Tasks:
A: Decide whether each statement below agrees with the passage on neonatal hypoglycemia, answering yes or no and quoting the words of the passage that decide it. (i) Experts agree on how neonatal hypoglycemia should be defined. (ii) Nearly all newborns experience hypoglycemia after birth. (iii) Newborn blood glucose levels typically fall over the first 12 hours after birth.
B: Please list every numerical figure the passage on neonatal hypoglycemia gives, each with the unit that follows it.

Selected passage:

Few newborn conditions generate greater controversy than neonatal hypoglycemia (low blood sugar), particularly when it occurs in breastfed infants. The ongoing debate is fueled by the fact that experts disagree not only on how to manage neonatal hypoglycemia (NH) but also on how to define it.
What is neonatal hypoglycemia?
Blood glucose (sugar) is the body’s source for energy. When blood glucose levels are low, a condition known as hypoglycemia occurs and the body is unable to function properly. Nearly all newborns experience hypoglycemia after birth. Blood glucose levels typically fall during the first 1–2 hours, dipping as low as 30 mg/dL (milligrams per dram liter), then rise over the next 12 hours (assuming babies are adequately fed), reaching levels of 45 mg/dL or more. These changes often occur without any medical intervention.

Listed records:

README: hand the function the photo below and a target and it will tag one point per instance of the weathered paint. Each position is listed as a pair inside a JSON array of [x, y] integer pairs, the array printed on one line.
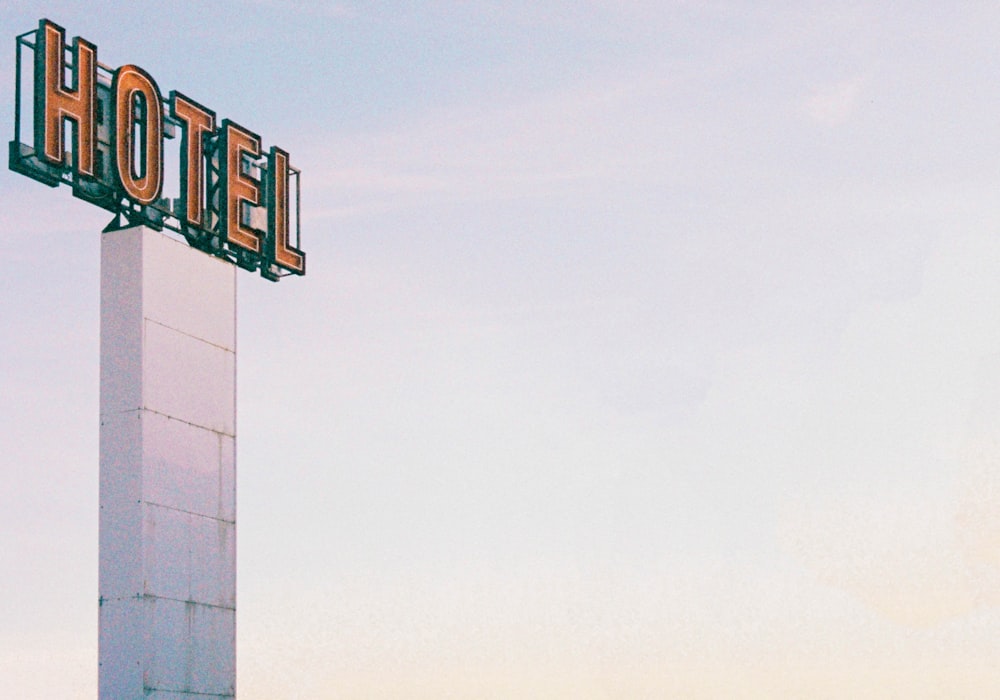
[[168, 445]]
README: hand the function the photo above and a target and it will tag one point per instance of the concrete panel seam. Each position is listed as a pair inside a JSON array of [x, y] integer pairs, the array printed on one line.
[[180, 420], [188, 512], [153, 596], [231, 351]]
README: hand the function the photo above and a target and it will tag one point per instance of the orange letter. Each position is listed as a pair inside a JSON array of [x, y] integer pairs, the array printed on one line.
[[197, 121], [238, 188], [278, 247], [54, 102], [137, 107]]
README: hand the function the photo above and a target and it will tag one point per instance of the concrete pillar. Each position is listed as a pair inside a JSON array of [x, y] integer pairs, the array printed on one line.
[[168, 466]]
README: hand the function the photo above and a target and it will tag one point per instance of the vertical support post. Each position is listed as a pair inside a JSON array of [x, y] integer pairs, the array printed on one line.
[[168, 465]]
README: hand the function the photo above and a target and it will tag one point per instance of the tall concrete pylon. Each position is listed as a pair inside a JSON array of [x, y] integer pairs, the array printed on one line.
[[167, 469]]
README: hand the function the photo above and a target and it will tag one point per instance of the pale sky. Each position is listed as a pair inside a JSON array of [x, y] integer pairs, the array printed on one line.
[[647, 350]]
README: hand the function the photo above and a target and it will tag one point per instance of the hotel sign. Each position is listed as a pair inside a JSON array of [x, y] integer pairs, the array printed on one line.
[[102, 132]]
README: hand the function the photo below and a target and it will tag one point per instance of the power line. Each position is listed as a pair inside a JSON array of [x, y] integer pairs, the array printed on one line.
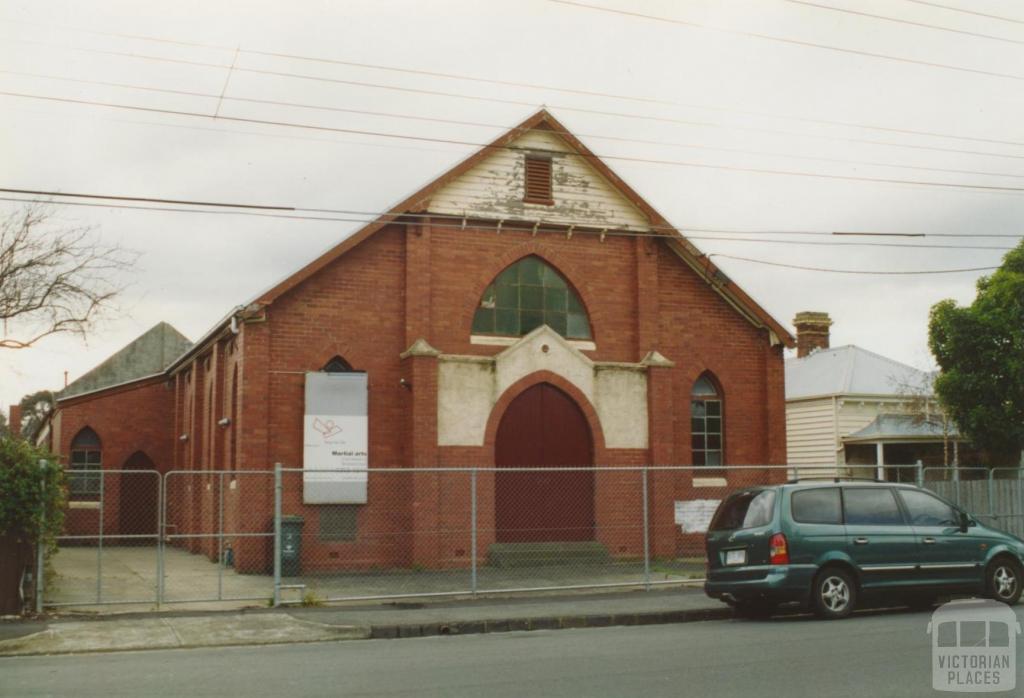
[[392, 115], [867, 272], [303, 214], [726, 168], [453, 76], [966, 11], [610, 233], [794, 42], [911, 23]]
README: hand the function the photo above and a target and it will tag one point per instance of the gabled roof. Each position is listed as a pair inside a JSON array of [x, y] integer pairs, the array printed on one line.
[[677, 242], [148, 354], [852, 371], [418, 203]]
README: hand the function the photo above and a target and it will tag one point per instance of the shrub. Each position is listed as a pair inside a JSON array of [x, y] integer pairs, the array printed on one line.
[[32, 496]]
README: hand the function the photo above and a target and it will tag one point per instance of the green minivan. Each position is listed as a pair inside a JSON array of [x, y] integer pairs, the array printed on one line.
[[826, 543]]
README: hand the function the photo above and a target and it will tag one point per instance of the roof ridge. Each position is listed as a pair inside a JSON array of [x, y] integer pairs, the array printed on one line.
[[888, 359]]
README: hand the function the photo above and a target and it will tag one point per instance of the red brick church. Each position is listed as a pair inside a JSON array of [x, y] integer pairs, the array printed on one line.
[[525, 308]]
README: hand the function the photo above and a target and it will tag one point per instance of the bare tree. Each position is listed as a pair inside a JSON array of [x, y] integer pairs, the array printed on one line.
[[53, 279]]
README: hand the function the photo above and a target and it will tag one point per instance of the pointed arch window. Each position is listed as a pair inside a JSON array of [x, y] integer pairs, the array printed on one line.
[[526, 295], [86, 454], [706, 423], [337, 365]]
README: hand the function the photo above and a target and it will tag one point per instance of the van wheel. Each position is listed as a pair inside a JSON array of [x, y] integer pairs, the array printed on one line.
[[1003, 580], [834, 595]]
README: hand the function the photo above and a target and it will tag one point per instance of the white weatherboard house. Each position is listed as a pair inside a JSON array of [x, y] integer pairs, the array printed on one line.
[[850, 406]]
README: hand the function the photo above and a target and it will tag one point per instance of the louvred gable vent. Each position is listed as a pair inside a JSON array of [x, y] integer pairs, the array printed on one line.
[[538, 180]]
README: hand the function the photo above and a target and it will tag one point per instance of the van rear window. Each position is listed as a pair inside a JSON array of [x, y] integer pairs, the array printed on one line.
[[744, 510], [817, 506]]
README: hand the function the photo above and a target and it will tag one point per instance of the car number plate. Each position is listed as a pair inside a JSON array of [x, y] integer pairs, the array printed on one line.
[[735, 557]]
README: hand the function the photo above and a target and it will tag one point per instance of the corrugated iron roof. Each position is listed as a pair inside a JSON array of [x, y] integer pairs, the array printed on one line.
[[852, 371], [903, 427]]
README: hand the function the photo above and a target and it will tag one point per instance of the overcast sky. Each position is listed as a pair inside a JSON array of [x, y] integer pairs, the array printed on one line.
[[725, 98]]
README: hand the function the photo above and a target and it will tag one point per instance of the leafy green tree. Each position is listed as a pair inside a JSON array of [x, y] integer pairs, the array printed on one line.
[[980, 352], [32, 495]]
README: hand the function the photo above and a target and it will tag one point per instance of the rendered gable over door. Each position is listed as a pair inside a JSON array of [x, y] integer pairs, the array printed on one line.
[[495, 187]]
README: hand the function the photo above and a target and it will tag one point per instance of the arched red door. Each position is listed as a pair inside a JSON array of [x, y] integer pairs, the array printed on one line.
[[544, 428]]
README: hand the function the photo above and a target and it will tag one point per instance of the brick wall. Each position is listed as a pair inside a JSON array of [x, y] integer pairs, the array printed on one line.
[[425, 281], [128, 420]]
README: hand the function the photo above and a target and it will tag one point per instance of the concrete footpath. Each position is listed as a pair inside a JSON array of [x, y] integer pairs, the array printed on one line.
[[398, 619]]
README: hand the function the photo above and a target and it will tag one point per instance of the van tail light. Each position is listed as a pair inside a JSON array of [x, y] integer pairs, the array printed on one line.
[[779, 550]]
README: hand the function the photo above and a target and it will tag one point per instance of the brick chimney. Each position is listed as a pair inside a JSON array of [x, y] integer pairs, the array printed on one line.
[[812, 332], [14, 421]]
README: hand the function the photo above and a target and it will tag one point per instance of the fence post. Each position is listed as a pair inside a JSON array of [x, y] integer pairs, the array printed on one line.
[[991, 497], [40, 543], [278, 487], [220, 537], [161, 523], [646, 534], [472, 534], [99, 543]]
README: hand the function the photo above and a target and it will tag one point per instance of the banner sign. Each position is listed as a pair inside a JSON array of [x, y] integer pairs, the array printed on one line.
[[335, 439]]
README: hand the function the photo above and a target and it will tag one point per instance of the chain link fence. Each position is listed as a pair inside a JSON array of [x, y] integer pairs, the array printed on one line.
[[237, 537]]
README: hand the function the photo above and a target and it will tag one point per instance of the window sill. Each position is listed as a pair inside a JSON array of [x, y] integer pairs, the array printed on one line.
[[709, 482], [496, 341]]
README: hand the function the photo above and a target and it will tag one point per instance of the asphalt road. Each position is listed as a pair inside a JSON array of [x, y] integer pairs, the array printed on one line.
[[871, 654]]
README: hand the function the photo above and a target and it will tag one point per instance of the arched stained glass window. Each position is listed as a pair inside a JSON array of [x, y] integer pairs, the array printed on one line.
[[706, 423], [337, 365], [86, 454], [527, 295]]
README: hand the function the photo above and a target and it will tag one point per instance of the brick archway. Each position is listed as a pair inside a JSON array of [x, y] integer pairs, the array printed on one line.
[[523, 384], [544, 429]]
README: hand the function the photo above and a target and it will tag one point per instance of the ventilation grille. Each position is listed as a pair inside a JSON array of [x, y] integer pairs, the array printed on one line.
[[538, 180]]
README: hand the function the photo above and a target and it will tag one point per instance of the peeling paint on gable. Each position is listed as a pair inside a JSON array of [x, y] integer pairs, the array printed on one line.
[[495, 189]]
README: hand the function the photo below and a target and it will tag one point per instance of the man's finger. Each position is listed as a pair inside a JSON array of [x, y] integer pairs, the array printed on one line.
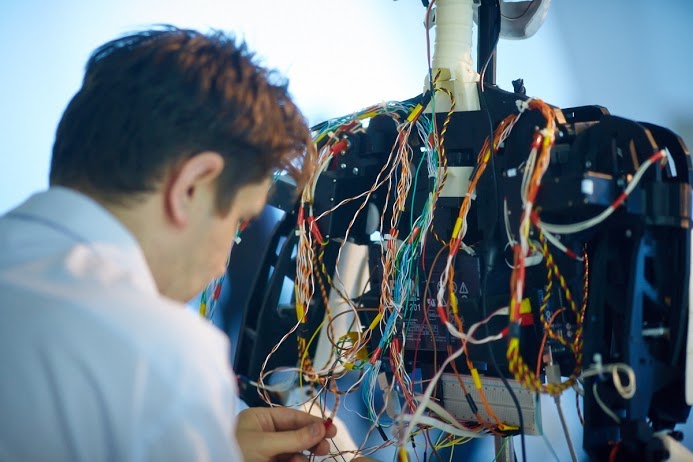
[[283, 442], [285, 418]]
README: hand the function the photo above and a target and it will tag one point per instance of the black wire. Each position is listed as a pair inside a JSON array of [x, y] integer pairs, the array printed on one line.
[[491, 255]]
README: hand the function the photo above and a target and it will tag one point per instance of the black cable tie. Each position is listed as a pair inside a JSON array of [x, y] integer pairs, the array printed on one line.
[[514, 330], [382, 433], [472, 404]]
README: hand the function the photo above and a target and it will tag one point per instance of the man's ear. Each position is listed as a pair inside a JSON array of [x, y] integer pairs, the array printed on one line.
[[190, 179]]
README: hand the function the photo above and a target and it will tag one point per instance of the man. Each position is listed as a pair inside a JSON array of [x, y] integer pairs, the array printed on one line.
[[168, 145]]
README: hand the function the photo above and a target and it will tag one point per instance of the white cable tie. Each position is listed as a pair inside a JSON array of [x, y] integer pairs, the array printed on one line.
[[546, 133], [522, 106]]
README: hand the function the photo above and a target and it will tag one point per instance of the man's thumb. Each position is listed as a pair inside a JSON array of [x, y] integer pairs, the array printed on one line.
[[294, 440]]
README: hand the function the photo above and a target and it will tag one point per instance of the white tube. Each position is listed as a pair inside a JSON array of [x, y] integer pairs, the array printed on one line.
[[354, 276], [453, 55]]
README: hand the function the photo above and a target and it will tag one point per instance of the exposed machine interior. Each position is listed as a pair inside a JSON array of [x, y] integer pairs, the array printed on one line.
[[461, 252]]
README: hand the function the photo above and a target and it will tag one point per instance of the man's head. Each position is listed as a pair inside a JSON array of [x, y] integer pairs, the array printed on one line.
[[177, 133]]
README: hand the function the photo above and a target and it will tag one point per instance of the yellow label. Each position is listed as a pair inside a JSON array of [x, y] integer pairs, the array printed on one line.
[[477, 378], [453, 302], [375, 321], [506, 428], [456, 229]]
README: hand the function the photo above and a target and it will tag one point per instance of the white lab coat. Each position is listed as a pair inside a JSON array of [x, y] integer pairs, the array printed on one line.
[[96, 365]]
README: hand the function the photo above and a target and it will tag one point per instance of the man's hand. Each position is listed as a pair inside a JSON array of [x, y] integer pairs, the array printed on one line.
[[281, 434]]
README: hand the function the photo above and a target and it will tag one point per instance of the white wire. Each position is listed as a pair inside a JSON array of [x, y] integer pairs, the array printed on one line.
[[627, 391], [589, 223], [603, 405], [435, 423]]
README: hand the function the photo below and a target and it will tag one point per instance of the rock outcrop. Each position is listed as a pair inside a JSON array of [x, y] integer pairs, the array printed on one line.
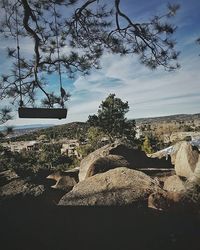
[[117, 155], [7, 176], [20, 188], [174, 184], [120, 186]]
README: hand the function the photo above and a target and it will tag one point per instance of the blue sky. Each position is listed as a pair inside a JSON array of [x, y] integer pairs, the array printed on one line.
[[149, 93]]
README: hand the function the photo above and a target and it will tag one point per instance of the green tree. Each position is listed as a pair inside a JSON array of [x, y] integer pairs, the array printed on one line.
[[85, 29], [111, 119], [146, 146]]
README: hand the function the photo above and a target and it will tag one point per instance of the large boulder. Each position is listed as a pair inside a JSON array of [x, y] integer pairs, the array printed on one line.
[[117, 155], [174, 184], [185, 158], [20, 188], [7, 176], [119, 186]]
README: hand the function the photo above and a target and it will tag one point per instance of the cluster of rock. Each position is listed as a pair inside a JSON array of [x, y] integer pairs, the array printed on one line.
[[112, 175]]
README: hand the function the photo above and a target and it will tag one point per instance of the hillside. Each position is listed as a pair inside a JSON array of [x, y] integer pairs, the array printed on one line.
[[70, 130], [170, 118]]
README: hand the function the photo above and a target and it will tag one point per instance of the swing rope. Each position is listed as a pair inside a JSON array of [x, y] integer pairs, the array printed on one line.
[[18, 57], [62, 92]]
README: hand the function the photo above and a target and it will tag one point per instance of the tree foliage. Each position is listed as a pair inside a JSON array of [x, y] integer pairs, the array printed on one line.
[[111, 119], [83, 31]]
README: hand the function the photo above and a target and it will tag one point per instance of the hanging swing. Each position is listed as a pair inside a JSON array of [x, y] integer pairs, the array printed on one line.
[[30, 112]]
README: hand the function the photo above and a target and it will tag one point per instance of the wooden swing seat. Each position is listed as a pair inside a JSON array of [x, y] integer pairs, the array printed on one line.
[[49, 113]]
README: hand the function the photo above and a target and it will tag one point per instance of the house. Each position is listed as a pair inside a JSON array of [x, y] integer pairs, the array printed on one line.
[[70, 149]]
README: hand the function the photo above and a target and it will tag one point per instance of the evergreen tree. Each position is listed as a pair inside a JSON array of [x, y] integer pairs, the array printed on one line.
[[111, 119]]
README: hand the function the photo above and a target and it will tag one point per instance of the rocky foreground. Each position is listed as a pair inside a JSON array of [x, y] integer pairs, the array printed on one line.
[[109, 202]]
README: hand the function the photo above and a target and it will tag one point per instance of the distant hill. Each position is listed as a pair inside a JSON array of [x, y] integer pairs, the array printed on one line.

Results of the exercise:
A:
(i) No: "experts disagree not only on how to manage neonatal hypoglycemia (NH) but also on how to define it"
(ii) Yes: "Nearly all newborns experience hypoglycemia after birth."
(iii) No: "Blood glucose levels typically fall during the first 1–2 hours"

B:
1–2 hours
30 mg/dL
12 hours
45 mg/dL